WORK TASK:
The lines below, all of them, should be returned exactly as they appear.

*** Opening SUPPLIED ENTRIES ***

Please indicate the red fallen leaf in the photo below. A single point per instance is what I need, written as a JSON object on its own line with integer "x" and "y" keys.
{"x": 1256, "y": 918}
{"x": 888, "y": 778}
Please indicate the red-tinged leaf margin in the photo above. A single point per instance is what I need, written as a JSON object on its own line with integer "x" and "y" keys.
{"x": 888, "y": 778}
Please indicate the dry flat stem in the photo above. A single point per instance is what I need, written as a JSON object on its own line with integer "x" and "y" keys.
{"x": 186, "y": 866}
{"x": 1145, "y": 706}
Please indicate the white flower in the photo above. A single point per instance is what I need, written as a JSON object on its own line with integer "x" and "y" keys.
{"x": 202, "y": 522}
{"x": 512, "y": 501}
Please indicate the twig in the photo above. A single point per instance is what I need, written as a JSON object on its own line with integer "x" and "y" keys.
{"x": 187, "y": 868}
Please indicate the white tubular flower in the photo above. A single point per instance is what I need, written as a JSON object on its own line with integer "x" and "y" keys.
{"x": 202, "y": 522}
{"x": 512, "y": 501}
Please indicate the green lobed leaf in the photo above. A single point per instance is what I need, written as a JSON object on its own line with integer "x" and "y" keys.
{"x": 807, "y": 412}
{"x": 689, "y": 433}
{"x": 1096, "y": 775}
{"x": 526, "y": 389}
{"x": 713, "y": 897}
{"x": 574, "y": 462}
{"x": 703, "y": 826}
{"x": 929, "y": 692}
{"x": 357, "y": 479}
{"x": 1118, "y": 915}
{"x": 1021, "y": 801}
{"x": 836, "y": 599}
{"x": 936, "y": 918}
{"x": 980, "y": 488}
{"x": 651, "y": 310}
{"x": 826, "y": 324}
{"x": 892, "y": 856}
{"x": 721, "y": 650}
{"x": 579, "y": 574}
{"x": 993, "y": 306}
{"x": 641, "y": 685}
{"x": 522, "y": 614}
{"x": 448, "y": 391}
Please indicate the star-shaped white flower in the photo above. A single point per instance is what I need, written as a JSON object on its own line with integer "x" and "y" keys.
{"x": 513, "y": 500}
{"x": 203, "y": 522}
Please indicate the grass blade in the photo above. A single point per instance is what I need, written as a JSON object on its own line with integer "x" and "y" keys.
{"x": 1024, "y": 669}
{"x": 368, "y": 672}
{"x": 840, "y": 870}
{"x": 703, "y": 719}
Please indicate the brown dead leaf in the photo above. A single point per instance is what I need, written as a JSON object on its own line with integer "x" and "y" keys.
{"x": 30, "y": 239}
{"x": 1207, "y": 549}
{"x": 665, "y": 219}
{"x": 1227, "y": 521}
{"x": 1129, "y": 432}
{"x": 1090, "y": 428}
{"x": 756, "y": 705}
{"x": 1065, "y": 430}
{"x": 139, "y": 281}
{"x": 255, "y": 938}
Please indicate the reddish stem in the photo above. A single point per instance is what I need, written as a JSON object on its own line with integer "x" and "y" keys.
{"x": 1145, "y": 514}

*** Closing SUPPLIED ENTRIES ***

EXERCISE OUTPUT:
Please indicate the red fallen leaf in the photo below. A single point per instance is what I need, written as a JSON object on its own line with integer "x" and "y" keys.
{"x": 1256, "y": 918}
{"x": 888, "y": 778}
Please indicate the red-tinged leaf margin in the photo above. A single point per instance is what I need, written as a JSON object on its own line with integer "x" and "y" keys.
{"x": 888, "y": 778}
Please indicate the dry flat stem in the photo above. A single point per instance is what I need, written as a JSON object on its own line with integer "x" and "y" keys.
{"x": 186, "y": 866}
{"x": 1145, "y": 706}
Please indicate the white flower in the photo above. A single point per instance is what I need, written as a JSON object on its own line with integer "x" and "y" keys.
{"x": 202, "y": 522}
{"x": 512, "y": 501}
Please indicate the twig in the photo above. A single point per instance is what I need, written as a JSON object on its own line with integer "x" and "y" keys.
{"x": 187, "y": 868}
Please indicate the white tubular flower in the photo above. A single point per instance is what I need, written as a JSON object on its own line with integer "x" and "y" keys.
{"x": 202, "y": 522}
{"x": 512, "y": 501}
Please indicate the green lobed leaf in the photo above. A single point per instance is what I need, written as a JSON object on its own line with integer "x" and "y" keys.
{"x": 807, "y": 412}
{"x": 689, "y": 433}
{"x": 1096, "y": 775}
{"x": 526, "y": 389}
{"x": 713, "y": 897}
{"x": 574, "y": 462}
{"x": 703, "y": 826}
{"x": 929, "y": 692}
{"x": 357, "y": 479}
{"x": 1118, "y": 915}
{"x": 1021, "y": 801}
{"x": 836, "y": 599}
{"x": 936, "y": 918}
{"x": 980, "y": 488}
{"x": 651, "y": 310}
{"x": 826, "y": 324}
{"x": 892, "y": 856}
{"x": 721, "y": 650}
{"x": 579, "y": 574}
{"x": 993, "y": 306}
{"x": 641, "y": 685}
{"x": 522, "y": 614}
{"x": 448, "y": 391}
Please indicate the star-shaped white flower in the photo above. A single point per instance is what I need, written as a JSON object on its own line with integer "x" and "y" keys.
{"x": 513, "y": 500}
{"x": 203, "y": 522}
Please indicate the grass blade in the photo above. A single point per instance is what I need, written as a JSON object on its own line with integer "x" and "y" keys.
{"x": 1024, "y": 669}
{"x": 368, "y": 672}
{"x": 840, "y": 870}
{"x": 703, "y": 719}
Please indicate the brown dead leaf in the photo above. A single point per instance is what I need, written as a JSON object on its own line with integer "x" and "y" keys.
{"x": 30, "y": 239}
{"x": 1207, "y": 549}
{"x": 665, "y": 219}
{"x": 1227, "y": 521}
{"x": 1129, "y": 432}
{"x": 1090, "y": 428}
{"x": 756, "y": 705}
{"x": 1065, "y": 430}
{"x": 139, "y": 281}
{"x": 255, "y": 938}
Please indicate the reddish stem in the photo above. A single point per instance is what I need, written as a JSON object on its own line with integer "x" and "y" keys.
{"x": 1145, "y": 514}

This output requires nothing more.